Imagine the surprise this customer got.
Remodeled his kitchen to the tune of about 70k. He likes to cook so he had a commercial sized gas stove installed complete with the 1000cfm exhaust hood.
Guess where that 1000cfm exhaust was being replaced from...yep! The chimney! Nature hates a vacuum so that chimney became a straw. All of his atmospheric appliances vented into the house when he made eggs or boiled water for tea.
Your fireplace scenario reminds of a similar situation. One of my buddies had a girl friend that had a new home built. She likes wood fires, so do I, so she has this ULTIMATE fireplace/chimney system built by a "fireplace expert". He does awesome work! 5 individual flues and "make up air" vents for the master fireplace. They start a fire. Smoke alarms in the basement go off. Hmmmmm???? My buddy goes outside and WATCHES smoke from the main fireplace getting sucked back down the flue of the un-used wood stove in the basement.

TASK SET:
• a. According to the chimney anecdotes, how much did the customer spend remodeling his kitchen?
• b. From the chimney anecdotes, output the stretch from "Imagine the surprise" through "water for tea." word for word.

SUPPLIED DATA:

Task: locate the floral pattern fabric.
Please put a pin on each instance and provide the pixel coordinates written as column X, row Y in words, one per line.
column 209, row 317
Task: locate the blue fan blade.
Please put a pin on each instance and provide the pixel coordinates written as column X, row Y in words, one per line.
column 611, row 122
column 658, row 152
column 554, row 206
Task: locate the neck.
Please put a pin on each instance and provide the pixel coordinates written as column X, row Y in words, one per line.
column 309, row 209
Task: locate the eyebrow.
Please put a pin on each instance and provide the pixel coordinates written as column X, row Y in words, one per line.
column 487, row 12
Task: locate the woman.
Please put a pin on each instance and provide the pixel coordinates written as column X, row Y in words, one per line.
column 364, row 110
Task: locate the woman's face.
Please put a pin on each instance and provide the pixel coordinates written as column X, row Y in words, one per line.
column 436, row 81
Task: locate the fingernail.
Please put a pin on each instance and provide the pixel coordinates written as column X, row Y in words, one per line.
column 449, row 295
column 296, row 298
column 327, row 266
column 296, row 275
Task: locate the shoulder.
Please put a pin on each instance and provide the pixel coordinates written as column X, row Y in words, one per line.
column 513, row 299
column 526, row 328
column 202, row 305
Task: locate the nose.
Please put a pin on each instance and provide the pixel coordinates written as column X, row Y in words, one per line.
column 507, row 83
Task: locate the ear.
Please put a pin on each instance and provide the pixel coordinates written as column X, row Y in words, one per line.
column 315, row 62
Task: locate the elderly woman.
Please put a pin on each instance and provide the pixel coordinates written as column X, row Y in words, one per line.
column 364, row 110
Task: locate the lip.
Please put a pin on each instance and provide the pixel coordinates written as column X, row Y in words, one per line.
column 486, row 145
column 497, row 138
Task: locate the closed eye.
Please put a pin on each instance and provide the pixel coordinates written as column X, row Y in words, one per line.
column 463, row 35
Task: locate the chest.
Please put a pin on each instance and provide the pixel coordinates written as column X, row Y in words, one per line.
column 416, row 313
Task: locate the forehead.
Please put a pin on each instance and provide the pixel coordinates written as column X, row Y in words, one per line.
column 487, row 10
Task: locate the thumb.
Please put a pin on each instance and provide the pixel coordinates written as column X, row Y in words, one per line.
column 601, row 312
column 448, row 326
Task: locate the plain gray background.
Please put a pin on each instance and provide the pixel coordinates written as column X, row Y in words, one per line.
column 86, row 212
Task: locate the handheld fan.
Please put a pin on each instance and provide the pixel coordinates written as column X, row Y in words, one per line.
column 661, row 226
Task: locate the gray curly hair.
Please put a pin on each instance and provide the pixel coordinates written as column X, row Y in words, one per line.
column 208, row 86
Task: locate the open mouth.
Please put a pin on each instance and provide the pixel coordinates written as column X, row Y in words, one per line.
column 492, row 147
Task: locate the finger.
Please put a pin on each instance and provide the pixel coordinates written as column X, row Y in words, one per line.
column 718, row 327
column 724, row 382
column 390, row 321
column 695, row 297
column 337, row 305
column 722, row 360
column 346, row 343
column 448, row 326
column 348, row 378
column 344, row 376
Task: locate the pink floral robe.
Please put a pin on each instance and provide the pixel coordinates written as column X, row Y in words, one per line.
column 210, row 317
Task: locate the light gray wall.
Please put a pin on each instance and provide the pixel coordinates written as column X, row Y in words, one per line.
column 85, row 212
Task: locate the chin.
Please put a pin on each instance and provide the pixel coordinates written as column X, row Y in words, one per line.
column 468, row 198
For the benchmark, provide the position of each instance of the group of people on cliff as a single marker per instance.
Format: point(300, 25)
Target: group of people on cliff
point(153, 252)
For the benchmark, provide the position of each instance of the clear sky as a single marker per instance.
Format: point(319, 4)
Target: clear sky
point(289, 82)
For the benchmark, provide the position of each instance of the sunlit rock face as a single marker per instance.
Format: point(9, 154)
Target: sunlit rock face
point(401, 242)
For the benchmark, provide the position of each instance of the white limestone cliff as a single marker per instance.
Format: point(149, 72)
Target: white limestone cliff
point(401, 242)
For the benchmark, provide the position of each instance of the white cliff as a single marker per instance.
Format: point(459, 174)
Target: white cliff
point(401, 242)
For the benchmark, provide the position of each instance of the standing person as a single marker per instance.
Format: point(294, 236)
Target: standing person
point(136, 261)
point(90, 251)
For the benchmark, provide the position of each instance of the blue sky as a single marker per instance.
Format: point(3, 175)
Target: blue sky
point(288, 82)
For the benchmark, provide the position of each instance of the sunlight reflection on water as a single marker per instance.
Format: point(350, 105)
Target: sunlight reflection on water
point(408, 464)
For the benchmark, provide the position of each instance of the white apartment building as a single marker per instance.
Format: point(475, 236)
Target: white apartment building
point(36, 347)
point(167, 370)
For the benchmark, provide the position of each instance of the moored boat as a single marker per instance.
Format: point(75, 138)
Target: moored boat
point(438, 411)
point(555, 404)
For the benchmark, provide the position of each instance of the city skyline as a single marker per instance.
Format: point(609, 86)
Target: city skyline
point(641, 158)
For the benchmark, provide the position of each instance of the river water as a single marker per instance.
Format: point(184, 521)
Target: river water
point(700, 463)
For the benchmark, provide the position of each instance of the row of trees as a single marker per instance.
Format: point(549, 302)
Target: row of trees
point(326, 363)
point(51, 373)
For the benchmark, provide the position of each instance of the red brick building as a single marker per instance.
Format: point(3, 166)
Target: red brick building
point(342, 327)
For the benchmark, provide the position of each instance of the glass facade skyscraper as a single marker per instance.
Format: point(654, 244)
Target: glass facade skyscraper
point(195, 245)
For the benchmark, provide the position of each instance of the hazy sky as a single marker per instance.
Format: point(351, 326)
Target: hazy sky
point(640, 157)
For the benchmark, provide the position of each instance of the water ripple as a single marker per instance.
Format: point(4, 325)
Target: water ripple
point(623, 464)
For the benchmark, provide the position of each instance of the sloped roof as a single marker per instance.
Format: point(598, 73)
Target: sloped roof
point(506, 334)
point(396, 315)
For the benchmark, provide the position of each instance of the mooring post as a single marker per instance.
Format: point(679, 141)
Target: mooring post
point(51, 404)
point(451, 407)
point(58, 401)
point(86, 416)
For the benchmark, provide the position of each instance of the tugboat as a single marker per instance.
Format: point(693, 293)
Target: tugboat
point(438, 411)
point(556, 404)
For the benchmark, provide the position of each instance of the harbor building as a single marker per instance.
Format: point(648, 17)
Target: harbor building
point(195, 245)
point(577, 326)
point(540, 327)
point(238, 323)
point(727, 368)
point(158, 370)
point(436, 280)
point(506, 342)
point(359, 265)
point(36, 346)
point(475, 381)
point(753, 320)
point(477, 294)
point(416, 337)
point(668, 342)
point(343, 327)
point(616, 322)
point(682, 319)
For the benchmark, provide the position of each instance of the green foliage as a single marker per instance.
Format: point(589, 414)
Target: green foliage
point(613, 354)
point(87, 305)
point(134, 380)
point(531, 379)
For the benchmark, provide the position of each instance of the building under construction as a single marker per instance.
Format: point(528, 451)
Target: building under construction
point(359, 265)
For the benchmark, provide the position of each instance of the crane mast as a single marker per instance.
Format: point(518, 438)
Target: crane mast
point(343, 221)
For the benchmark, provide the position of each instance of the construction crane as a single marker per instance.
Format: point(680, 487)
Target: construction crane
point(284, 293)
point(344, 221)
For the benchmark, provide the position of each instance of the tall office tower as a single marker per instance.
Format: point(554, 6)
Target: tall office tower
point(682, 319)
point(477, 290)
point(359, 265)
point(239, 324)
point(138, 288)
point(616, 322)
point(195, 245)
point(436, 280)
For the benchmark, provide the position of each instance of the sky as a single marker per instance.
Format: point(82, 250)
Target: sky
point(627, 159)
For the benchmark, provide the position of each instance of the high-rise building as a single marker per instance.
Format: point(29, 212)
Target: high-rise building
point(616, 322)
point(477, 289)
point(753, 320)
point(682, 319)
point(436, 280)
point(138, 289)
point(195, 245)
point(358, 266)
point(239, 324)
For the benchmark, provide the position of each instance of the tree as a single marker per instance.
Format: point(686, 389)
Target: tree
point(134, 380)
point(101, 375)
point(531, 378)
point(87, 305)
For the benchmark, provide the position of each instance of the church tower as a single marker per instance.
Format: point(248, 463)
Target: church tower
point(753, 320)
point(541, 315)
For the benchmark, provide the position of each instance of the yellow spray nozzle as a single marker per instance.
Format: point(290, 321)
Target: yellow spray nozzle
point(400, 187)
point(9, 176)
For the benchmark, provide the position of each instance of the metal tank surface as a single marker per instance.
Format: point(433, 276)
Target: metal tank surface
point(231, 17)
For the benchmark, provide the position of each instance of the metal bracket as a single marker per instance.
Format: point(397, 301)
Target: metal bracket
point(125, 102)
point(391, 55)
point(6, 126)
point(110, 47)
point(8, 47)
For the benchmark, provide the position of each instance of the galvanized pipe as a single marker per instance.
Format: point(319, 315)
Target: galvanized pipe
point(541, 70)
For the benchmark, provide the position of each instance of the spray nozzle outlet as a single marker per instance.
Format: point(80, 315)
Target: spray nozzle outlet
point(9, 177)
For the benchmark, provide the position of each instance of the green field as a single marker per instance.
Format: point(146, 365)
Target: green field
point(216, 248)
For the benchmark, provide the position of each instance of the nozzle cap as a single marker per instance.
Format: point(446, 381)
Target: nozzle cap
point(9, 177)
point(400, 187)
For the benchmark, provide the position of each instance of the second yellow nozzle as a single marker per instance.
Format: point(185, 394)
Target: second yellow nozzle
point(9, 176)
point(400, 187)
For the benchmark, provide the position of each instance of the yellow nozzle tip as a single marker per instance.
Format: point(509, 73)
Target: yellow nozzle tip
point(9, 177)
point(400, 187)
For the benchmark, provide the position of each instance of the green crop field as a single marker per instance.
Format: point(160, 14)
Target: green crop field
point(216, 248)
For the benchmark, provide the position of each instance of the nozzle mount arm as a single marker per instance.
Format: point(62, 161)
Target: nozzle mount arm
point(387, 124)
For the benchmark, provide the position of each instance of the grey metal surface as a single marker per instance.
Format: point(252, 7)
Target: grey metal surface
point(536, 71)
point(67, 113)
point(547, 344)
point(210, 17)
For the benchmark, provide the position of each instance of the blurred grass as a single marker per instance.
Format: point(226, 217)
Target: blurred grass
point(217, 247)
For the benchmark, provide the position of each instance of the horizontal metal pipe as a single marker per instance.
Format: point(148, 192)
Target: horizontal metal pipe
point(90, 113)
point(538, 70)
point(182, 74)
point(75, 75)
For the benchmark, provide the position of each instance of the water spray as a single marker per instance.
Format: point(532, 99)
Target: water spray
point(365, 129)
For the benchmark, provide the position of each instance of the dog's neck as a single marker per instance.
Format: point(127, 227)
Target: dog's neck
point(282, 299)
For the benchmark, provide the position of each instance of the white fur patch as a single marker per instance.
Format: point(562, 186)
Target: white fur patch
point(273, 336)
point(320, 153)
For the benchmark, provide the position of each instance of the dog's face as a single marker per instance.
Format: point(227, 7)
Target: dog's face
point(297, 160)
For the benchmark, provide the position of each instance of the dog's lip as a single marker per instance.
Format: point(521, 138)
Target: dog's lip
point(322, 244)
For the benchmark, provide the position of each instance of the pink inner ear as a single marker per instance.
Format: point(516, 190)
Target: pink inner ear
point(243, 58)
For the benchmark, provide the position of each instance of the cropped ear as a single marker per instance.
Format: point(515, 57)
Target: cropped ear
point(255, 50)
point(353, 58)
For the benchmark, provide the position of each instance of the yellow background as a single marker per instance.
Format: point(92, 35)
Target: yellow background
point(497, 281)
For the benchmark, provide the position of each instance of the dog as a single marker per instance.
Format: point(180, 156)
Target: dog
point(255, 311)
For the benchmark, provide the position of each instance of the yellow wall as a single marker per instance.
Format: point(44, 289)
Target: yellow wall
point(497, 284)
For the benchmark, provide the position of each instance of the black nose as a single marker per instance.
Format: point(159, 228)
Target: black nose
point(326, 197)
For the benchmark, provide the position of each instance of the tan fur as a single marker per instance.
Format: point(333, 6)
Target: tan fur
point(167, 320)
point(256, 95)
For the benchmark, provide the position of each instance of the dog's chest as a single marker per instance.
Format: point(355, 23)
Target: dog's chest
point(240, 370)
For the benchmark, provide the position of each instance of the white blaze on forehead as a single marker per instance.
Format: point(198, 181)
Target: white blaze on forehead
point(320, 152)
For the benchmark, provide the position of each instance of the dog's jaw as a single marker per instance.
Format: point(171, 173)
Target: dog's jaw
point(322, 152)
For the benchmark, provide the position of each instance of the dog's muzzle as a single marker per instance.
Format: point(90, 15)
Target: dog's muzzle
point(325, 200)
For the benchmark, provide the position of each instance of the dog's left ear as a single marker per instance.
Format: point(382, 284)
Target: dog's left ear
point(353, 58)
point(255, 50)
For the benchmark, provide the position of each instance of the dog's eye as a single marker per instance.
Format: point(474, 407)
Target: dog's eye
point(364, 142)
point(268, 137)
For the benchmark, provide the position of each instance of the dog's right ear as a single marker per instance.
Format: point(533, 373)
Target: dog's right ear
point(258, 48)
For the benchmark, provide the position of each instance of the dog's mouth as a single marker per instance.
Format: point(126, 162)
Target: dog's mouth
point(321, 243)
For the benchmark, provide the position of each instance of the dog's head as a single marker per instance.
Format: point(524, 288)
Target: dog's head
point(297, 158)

OUTPUTS FOR THE TASKS:
• a. About 70k.

• b.
Imagine the surprise this customer got.
Remodeled his kitchen to the tune of about 70k. He likes to cook so he had a commercial sized gas stove installed complete with the 1000cfm exhaust hood.
Guess where that 1000cfm exhaust was being replaced from...yep! The chimney! Nature hates a vacuum so that chimney became a straw. All of his atmospheric appliances vented into the house when he made eggs or boiled water for tea.